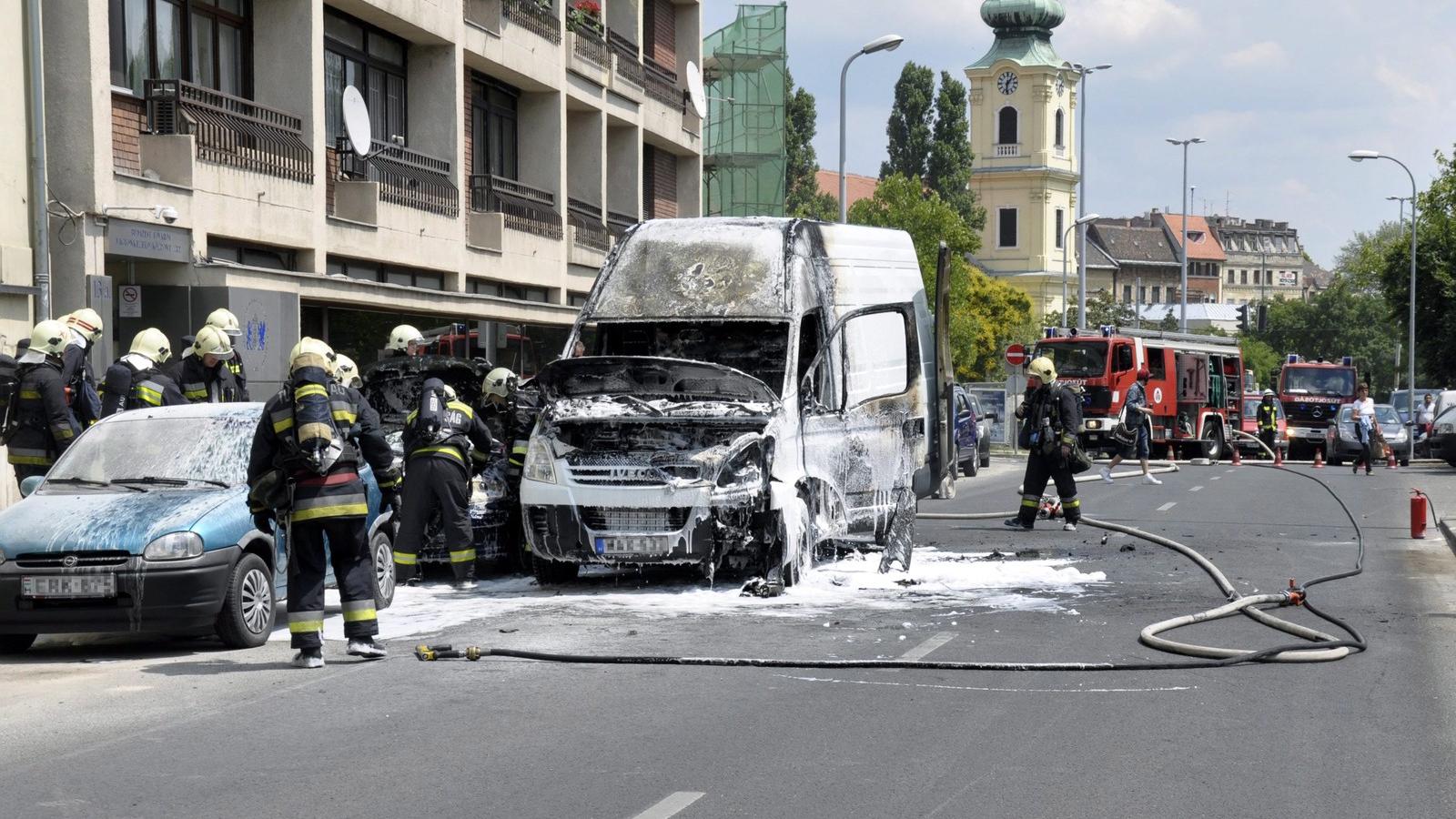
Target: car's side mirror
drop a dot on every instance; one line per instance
(31, 484)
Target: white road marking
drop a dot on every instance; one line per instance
(672, 804)
(935, 642)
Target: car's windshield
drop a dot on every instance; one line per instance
(193, 450)
(1318, 380)
(1077, 359)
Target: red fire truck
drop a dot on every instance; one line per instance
(1312, 394)
(1194, 388)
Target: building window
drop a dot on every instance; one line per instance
(371, 60)
(494, 127)
(1006, 126)
(203, 41)
(1006, 228)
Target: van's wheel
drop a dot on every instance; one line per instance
(15, 643)
(552, 571)
(248, 610)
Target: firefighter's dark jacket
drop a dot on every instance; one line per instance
(339, 493)
(44, 423)
(130, 388)
(460, 431)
= = = =
• [Your objective]
Render the records from the line with "Target: car's windshield" through the end of the records as a two-column CSV headed target_request and marked_points, with one row per request. Put the request's text and its answer each in one quoted field, and turn line breaks into spaces.

• [Solution for this exercise]
target_request,marked_points
"Target: car's windshield drop a dot on every instance; one line per instance","(193, 450) (1318, 380) (1077, 359)"
"Target: red fire truck drop a dot on every instance; one line per instance","(1312, 394) (1194, 388)"
"Target: building window drop a dot on every instance; one line per instance","(371, 60) (494, 127) (1006, 126) (203, 41) (1006, 228)"
"Target: van's wheel drop a dot on every instance; one line per instance","(15, 643) (552, 571) (248, 610)"
"Target: firefighter's dark jacket drop a dot on every instance; one line per instance","(339, 493) (44, 423) (130, 388) (460, 431)"